Author A.S. Byatt leads us on a tour of the artistic and social zeitgeist of the end of the 19th Century in The Children’s Book; the War to End All Wars explodes across Europe and alters forever the hopes, schemes, artistic ambition, and most of the social activism of the time. The book presents its idyll that will only lead to a catastrophic end; it wrenches all the principals out of their self-absorption, and forces Europe out of its untenable standoff.
The author introduces us to a handful of families, concentrating on the younger generation and its juvenile and coming-of-age issues. Olive, a children’s book author in the south of England, is the matriarch of a goodly brood, and we learn of her children’s quirks and talents as they encounter neighboring families, and their children. Each has talents and exercises them in their own way. As the book progresses these children endure their growing pains; some shine in their various arts and crafts but others must make do in more prosaic ways.
Byatt constructs a multi-level narrative: in one, she paints vivid stories of various families as the young ones and their elders run afoul of life’s harsh realities. Principally it’s the young people who have the hard knocks along the way, but as usual, these knocks result from negligence, or wickedness, or failings, of the elder generation along the way.

## Recorded data:
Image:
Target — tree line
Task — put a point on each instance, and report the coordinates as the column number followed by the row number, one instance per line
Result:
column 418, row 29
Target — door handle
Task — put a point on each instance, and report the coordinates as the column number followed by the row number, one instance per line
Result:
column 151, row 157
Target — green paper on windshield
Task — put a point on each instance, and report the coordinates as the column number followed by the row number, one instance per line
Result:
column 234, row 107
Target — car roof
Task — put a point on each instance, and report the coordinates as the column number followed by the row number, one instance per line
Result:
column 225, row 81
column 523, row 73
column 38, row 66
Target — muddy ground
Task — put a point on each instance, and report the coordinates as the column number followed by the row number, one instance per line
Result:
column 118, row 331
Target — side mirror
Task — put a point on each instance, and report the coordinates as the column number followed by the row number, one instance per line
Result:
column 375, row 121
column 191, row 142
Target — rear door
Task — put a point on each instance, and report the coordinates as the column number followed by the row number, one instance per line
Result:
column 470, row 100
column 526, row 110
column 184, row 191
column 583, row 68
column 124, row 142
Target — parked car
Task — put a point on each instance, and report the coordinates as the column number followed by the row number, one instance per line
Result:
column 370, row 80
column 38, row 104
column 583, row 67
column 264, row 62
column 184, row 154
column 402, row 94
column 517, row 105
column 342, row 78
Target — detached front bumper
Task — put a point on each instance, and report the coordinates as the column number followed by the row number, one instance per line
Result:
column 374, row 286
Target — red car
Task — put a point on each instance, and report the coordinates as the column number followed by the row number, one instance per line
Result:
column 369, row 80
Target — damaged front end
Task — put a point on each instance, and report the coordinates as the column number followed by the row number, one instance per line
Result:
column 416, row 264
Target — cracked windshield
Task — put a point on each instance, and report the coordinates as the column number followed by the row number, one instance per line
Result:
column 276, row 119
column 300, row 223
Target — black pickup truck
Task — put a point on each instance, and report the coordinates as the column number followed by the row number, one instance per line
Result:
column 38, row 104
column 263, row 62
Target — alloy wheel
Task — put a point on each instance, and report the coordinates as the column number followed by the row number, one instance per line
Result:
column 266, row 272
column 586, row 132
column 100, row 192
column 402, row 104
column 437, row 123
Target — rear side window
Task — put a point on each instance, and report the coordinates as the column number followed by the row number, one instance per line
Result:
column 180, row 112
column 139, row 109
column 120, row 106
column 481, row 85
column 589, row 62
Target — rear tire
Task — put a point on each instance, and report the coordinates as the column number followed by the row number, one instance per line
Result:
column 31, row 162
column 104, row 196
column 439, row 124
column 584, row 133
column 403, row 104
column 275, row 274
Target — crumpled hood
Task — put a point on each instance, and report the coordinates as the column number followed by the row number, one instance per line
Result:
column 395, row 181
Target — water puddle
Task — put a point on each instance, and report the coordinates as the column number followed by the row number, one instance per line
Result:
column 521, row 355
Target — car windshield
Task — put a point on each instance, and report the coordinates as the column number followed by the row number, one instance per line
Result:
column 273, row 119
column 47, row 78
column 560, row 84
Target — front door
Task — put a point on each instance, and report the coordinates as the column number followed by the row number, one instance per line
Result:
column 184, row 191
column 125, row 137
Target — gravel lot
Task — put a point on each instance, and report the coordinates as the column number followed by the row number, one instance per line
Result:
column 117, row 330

## Actions to take:
- a) According to the review of The Children's Book, what does Olive do for a living?
- b) Reproduce the review of The Children's Book between "The author introduces" and "more prosaic ways.", inclusive.
- c) Carry on the review of The Children's Book from its last sentence.

## Responses to the exercise:
- a) She is a children's book author in the south of England.

- b)
The author introduces us to a handful of families, concentrating on the younger generation and its juvenile and coming-of-age issues. Olive, a children’s book author in the south of England, is the matriarch of a goodly brood, and we learn of her children’s quirks and talents as they encounter neighboring families, and their children. Each has talents and exercises them in their own way. As the book progresses these children endure their growing pains; some shine in their various arts and crafts but others must make do in more prosaic ways.

- c)
The second level deals with Europe’s ultimate hard knock, the Great War. A number of the young hurtle themselves into the conflict, both as combatants and as medical staff. The war makes casualties of everyone: every family is ground under the heel of the great catastrophe. The war puts paid to the fantasy of the international socialist movement, but also breaks the grip of gender-centric roles to which women had been assigned. Their service in England’s war effort smashed the stereotype of women’s aptitude and function in society, and these changes led ultimately to full suffrage for women in 1928.
Byatt uses specific lives and relationships to spin a sprawling tale of English society leading up to the maelstrom of the war that shreds it. We get a full and desolate sense of end times as the dreams and illusions of the fin de siecle fade and evaporate. This is an ambitious book, and meets all expectations which the author set for herself. It triumphs over its rough and rugged subject matter with grace and force and clarity. Well recommended.